═══ PROVIDED RECORDS ═══
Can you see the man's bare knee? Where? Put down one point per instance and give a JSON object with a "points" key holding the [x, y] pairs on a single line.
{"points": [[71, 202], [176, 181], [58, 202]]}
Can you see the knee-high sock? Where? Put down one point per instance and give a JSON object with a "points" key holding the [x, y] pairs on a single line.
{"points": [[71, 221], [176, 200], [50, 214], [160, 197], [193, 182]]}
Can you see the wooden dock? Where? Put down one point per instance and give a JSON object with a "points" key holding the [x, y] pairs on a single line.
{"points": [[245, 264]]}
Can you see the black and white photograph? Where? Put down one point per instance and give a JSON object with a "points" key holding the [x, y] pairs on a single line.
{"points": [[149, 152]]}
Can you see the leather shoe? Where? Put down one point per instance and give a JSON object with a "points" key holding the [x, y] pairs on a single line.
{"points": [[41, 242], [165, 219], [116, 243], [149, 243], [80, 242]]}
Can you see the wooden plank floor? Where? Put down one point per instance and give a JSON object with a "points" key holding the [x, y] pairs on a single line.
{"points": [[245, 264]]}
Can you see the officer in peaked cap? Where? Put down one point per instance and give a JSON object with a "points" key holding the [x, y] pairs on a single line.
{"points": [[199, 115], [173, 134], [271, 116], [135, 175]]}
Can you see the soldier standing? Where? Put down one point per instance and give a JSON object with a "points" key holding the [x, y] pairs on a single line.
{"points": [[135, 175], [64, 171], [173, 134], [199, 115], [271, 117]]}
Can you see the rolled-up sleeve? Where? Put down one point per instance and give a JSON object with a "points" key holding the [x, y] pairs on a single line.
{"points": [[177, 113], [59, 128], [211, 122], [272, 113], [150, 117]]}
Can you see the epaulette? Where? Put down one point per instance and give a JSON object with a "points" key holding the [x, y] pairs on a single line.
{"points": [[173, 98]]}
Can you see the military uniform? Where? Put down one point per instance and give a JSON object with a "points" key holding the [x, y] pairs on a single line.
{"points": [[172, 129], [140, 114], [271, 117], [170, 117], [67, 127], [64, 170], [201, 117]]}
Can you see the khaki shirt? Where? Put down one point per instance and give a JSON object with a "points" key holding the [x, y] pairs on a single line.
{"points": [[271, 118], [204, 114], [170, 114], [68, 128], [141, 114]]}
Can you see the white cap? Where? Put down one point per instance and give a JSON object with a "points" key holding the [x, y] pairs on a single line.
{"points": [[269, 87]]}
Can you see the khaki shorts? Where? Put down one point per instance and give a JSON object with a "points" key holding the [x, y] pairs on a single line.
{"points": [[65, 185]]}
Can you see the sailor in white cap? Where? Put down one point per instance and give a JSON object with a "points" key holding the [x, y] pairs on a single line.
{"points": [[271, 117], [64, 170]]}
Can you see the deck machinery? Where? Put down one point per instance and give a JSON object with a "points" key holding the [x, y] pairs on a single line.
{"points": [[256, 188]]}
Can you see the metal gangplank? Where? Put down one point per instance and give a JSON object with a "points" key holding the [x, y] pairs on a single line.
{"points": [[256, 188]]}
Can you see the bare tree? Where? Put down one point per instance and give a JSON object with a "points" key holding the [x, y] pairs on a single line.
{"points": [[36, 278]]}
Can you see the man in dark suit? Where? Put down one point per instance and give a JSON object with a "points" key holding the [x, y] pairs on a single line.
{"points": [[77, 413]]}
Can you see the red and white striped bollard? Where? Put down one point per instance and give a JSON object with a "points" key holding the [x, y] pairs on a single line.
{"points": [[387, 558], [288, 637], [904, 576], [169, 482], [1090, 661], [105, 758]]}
═══
YOUR TASK: Output every record verbatim.

RESPONSE TO THE EXERCISE:
Can you see the man's bare knee? Where? Put down one point per instance and give a JSON object with a "points" key holding the [x, y] pairs on a single line.
{"points": [[71, 202], [176, 181], [58, 202]]}
Can you see the knee-high sock? Where? Put down one point per instance and give a JSON object with a "points" key holding the [x, y] pairs on a single line.
{"points": [[71, 221], [176, 200], [50, 214], [160, 197], [193, 182]]}
Can you see the wooden dock? Where? Put down one point per instance and give a JSON object with a "points" key holding the [x, y] pairs on a single line.
{"points": [[245, 264]]}
Can you see the black and white photograph? Where? Put down one point per instance and give a JSON object with a "points" key holding the [x, y] pairs on a single line.
{"points": [[149, 152]]}
Can you see the leather shoe? Where? Put down one point per instance and give a JSON object with a "points" key holding the [x, y] pairs on a single line.
{"points": [[41, 242], [165, 219], [116, 243], [149, 243], [80, 242]]}
Can you see the wooden plank floor? Where? Put down one point per instance and give a JSON object with a "points" key holding the [x, y] pairs on a single line.
{"points": [[245, 264]]}
Can you see the officer in peaked cap? Where? Put down one point per instance and give a JSON object with a "points" key holding the [x, y] pairs on a single line.
{"points": [[199, 115], [173, 134], [271, 116], [135, 175]]}
Can you see the soldier standing? Where? Put down one point per instance and give a JSON object with a "points" key holding the [x, y] pairs on a single line.
{"points": [[135, 175], [64, 171], [173, 134], [199, 115], [271, 117]]}
Can you see the rolled-up sleeve? Where? Put down one point per instance and give a JSON object with a "points" key holding the [x, y] pairs on a single line.
{"points": [[177, 113], [59, 128], [211, 122], [272, 113], [150, 117]]}
Can you see the epaulette? Where? Put down one point per instance and give a JSON object with a "points" key holding the [x, y] pairs on a single line.
{"points": [[173, 98]]}
Can you see the military uniform? Where? Put down one point per instance and give a JSON object with a "points" key holding the [x, y] pairs on a single line.
{"points": [[172, 129], [140, 114], [271, 117], [170, 117], [67, 127], [64, 170], [201, 117]]}
Can you see the khaki shirt? Where? Put down one point per instance and give a JSON object with a "points" key holding the [x, y] pairs on a single line.
{"points": [[271, 118], [204, 114], [170, 114], [68, 128], [141, 114]]}
Can you see the white cap? Where? Put down one point per instance and give a JSON object with a "points" key holding the [x, y] pairs on a single line.
{"points": [[269, 87]]}
Can you see the khaki shorts? Where? Put down one point per instance and give a JSON object with a "points" key holding the [x, y] pairs on a single line.
{"points": [[65, 185]]}
Can you see the sailor in white cap? Where? Put down one point per instance and give a JSON object with a "points" key holding the [x, y] pairs on a single line.
{"points": [[271, 117], [64, 170]]}
Can you see the deck machinery? Where? Put down one point per instance and give a JSON object with a "points" key holding the [x, y] pairs on a single line.
{"points": [[256, 188]]}
Can you see the metal gangplank? Where? Put down one point per instance and give a JSON object with a "points" key holding the [x, y] pairs on a single line.
{"points": [[256, 188]]}
Can you see the bare tree? Where? Put down one point per instance and give a JSON object with a "points" key holding the [x, y] pairs on a single line.
{"points": [[36, 278]]}
Can you see the man in dark suit? Where? Put down one point per instance and give a JSON object with a "points" key holding the [x, y] pairs on a single line.
{"points": [[77, 413]]}
Can you see the red and white striped bollard? Where? Put down one point per instance and give a JSON object with a "points" key holding the [x, y] pairs on a single line.
{"points": [[387, 558], [288, 637], [904, 576], [169, 482], [1090, 661], [105, 758]]}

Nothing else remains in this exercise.